• Listed records:
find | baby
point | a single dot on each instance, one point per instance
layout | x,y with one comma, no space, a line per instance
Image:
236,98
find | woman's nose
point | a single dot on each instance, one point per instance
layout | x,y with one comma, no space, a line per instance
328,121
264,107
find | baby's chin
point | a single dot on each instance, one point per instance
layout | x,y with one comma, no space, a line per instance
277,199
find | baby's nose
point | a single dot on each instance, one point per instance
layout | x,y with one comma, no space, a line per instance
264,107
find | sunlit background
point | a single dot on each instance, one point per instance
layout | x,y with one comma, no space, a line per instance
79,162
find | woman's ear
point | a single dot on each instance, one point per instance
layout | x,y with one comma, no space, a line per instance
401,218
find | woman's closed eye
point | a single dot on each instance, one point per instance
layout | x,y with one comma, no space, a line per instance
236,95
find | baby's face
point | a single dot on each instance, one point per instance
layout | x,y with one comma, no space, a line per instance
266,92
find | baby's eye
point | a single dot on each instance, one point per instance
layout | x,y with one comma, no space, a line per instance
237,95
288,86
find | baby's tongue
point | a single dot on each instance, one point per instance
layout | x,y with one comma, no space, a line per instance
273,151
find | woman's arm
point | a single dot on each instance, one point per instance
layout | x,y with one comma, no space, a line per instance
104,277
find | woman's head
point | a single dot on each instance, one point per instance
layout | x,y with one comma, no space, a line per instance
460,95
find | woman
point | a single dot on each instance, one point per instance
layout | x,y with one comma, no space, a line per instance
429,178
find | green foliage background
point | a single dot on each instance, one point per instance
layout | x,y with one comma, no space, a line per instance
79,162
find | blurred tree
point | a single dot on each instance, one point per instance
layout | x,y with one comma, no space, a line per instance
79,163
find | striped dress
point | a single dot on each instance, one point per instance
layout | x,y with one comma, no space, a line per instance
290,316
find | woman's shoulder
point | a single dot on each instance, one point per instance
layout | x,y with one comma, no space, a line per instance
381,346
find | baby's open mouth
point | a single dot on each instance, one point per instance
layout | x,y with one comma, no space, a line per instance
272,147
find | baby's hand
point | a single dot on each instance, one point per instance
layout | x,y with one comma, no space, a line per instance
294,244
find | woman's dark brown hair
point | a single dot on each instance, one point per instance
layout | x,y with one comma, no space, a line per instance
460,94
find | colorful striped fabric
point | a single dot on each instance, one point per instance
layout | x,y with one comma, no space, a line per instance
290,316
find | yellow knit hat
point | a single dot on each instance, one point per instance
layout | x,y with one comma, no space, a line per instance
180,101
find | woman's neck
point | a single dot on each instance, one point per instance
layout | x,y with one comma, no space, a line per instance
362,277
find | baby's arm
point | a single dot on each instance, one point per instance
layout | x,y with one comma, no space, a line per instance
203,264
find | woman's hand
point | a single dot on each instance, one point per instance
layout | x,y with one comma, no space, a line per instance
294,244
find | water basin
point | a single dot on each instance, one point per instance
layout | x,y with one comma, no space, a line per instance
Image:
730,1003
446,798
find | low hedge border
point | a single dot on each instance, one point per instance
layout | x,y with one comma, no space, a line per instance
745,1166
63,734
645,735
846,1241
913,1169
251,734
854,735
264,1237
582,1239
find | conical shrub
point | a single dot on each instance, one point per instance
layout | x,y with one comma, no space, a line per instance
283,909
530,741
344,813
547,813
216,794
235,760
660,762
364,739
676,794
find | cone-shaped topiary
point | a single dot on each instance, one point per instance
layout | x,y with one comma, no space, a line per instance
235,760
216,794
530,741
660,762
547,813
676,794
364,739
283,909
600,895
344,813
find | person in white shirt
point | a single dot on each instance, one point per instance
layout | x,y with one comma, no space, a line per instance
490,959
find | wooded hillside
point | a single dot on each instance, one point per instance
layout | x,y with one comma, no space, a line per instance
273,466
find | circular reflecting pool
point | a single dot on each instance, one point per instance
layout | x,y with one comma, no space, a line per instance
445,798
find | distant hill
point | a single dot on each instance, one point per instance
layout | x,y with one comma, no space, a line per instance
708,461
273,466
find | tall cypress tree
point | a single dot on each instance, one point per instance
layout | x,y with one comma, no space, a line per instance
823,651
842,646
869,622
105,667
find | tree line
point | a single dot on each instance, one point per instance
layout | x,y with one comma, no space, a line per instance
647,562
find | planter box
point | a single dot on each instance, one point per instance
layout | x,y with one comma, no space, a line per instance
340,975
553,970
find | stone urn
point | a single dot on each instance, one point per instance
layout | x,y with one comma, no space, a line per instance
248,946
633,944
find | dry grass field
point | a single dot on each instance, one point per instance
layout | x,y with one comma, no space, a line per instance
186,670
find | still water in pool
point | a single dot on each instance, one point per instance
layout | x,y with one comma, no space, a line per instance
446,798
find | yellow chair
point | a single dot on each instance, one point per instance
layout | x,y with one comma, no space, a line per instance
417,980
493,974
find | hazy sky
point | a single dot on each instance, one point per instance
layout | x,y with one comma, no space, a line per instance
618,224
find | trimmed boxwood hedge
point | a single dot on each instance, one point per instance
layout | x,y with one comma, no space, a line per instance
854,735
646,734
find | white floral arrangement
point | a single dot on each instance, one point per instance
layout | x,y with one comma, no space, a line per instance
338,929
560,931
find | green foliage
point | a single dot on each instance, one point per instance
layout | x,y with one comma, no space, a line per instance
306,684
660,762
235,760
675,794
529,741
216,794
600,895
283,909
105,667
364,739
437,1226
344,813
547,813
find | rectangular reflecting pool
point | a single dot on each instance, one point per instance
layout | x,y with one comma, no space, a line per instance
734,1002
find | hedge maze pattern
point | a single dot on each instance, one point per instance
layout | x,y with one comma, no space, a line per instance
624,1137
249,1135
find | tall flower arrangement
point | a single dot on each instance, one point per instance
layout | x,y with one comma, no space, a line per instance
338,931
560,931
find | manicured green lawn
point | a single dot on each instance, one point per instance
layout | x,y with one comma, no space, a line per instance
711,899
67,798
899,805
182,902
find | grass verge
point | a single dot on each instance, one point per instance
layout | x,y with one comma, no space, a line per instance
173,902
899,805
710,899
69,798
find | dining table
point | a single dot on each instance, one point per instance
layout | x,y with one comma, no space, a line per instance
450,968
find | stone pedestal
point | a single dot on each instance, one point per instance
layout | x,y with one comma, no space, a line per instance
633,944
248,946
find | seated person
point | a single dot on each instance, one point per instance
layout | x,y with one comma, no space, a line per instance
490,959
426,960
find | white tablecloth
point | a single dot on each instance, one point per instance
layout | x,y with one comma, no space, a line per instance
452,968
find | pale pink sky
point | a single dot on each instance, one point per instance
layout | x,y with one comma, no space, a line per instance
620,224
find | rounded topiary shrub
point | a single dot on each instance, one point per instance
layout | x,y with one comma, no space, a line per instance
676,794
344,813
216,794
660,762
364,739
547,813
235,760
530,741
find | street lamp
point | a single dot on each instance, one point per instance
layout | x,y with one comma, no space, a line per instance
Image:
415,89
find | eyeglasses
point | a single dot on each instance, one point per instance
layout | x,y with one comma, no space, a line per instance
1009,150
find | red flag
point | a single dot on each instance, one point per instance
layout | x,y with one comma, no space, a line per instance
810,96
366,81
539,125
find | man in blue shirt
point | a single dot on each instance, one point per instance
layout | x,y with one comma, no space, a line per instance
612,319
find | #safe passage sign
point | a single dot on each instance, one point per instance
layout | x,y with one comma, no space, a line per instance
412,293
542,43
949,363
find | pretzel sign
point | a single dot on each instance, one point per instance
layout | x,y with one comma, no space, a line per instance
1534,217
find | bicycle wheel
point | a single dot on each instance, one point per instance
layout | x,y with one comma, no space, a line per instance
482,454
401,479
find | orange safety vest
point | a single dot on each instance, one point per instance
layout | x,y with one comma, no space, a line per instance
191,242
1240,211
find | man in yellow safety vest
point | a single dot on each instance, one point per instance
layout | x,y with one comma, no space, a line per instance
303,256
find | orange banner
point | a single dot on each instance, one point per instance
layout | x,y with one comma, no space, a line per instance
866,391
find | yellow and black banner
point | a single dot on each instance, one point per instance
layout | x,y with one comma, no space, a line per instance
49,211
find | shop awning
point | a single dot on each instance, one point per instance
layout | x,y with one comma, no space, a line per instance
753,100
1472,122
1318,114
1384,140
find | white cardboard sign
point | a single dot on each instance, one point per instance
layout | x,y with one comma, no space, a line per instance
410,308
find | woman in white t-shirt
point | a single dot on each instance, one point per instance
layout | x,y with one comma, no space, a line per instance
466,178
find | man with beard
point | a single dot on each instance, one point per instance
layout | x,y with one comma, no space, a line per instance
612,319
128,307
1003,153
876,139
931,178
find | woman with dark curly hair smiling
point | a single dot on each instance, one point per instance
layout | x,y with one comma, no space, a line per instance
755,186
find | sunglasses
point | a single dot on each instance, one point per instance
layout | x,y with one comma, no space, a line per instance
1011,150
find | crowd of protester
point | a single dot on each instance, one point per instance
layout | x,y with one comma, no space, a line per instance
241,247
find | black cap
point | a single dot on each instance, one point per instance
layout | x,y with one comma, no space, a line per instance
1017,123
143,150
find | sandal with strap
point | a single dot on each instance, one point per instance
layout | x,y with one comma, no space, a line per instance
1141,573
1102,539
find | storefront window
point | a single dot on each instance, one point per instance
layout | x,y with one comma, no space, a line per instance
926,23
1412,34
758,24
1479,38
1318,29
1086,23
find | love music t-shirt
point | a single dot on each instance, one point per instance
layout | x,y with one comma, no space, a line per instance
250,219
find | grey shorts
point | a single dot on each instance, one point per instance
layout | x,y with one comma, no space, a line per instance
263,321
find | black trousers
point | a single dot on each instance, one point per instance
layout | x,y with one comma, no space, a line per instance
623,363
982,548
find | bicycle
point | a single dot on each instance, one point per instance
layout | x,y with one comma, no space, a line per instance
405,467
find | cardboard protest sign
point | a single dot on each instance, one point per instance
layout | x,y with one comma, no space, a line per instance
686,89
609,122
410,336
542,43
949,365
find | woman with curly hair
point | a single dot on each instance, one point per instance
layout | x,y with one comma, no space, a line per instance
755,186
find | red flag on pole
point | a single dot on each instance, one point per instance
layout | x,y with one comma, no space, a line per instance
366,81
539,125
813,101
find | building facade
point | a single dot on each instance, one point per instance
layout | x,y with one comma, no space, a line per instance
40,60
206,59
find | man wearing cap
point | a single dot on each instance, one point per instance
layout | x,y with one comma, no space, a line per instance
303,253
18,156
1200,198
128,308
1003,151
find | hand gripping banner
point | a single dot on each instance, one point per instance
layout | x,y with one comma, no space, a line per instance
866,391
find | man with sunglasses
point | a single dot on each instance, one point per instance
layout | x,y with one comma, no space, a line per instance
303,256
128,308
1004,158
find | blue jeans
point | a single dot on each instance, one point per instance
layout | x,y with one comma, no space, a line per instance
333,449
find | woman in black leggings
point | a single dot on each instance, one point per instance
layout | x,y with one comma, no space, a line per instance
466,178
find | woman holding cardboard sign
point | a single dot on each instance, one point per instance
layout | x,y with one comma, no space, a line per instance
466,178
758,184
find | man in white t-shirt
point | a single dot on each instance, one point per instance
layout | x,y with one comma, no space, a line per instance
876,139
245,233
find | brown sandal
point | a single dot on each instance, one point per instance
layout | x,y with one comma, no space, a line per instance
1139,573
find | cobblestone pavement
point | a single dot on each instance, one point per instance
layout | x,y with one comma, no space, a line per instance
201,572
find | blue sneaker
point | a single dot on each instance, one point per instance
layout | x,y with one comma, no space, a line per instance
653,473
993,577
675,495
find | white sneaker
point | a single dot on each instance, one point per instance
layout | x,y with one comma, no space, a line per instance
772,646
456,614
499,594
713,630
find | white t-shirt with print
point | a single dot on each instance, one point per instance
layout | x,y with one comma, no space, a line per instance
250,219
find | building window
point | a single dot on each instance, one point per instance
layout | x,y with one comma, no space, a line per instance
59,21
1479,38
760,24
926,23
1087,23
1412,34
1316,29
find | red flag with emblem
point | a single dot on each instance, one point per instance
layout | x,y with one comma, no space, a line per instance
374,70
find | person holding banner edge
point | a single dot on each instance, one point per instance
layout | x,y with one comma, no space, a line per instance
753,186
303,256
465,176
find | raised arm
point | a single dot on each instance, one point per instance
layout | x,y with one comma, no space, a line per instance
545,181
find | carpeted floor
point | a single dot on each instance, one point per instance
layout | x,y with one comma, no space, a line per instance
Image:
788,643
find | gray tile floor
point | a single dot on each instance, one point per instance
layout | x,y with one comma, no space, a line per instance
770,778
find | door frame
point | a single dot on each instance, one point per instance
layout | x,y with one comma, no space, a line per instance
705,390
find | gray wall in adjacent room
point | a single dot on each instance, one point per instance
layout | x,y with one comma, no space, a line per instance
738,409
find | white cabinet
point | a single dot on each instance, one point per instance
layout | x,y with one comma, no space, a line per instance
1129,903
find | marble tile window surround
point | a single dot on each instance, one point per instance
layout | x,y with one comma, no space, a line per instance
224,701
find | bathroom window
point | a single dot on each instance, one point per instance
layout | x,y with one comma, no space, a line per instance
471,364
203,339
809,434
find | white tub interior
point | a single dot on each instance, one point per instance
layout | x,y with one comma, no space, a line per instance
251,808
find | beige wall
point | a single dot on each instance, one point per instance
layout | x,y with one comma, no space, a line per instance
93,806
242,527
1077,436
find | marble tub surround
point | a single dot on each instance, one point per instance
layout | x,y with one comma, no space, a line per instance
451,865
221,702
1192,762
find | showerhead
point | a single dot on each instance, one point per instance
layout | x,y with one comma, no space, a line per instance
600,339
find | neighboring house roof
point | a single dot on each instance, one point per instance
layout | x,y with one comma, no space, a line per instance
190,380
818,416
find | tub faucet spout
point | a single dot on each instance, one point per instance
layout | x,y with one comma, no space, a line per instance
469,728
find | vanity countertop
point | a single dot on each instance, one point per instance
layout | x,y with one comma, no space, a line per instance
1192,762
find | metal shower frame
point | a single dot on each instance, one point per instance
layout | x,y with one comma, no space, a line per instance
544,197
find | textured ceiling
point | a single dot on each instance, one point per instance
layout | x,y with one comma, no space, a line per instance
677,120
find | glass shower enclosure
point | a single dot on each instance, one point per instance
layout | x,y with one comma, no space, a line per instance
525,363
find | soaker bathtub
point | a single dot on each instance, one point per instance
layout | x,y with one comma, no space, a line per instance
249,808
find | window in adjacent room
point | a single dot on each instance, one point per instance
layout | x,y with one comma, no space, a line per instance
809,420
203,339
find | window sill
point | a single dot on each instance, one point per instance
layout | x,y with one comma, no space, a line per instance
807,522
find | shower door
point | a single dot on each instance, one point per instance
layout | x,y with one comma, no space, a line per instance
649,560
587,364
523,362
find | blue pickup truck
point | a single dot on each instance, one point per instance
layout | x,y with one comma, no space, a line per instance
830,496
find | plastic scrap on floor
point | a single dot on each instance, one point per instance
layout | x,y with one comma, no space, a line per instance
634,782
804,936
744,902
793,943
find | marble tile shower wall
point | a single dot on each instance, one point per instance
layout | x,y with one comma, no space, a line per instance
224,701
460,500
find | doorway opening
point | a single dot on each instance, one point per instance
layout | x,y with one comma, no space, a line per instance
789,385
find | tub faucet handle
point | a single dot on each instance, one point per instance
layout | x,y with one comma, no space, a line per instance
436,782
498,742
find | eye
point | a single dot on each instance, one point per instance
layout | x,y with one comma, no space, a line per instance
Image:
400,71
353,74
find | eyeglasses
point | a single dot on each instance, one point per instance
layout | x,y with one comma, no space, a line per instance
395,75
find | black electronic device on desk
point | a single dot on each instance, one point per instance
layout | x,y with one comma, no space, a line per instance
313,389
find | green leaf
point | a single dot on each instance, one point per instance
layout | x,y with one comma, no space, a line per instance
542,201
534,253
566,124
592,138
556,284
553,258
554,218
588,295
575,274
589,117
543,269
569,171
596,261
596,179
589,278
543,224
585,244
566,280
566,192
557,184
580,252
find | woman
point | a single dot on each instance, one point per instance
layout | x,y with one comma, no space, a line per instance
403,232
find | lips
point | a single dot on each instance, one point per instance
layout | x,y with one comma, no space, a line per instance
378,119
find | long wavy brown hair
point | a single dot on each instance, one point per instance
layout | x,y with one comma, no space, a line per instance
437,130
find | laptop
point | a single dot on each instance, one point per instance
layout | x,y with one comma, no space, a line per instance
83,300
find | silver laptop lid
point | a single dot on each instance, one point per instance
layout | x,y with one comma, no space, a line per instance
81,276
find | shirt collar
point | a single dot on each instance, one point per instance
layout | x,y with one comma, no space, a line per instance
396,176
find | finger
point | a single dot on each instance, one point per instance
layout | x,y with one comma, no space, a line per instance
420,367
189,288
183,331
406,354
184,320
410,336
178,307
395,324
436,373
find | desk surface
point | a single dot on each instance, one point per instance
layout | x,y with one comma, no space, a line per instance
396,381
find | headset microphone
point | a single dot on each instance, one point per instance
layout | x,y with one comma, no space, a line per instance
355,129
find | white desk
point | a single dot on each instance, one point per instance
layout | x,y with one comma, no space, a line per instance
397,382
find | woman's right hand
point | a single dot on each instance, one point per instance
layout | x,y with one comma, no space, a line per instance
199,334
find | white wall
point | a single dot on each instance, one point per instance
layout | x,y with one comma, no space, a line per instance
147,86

• Exercise task:
Give exactly the lines from the one with "find | finger" to the end of the entries, nothing before them.

• Final result:
find | finger
point | a single dot on each instance, one point per instance
layout | x,y with one comma, no space, a line per instance
420,367
189,288
183,331
406,354
184,320
410,336
178,307
395,324
436,373
find | desk surface
point | a single dot on each instance, one point per instance
layout | x,y with one comma, no space, a line per instance
396,381
find | headset microphone
point | a single dot on each instance, one point per instance
layout | x,y with one comma, no space, a line per instance
355,129
find | white desk
point | a single dot on each instance, one point per instance
layout | x,y with one comma, no space, a line per instance
397,382
find | woman's right hand
point | a single dot on each instance, one point per instance
layout | x,y with one comma, no space, a line per instance
199,334
find | white wall
point | a single dot on each instance, one point per instance
layout | x,y with one comma, no space, a line per instance
147,86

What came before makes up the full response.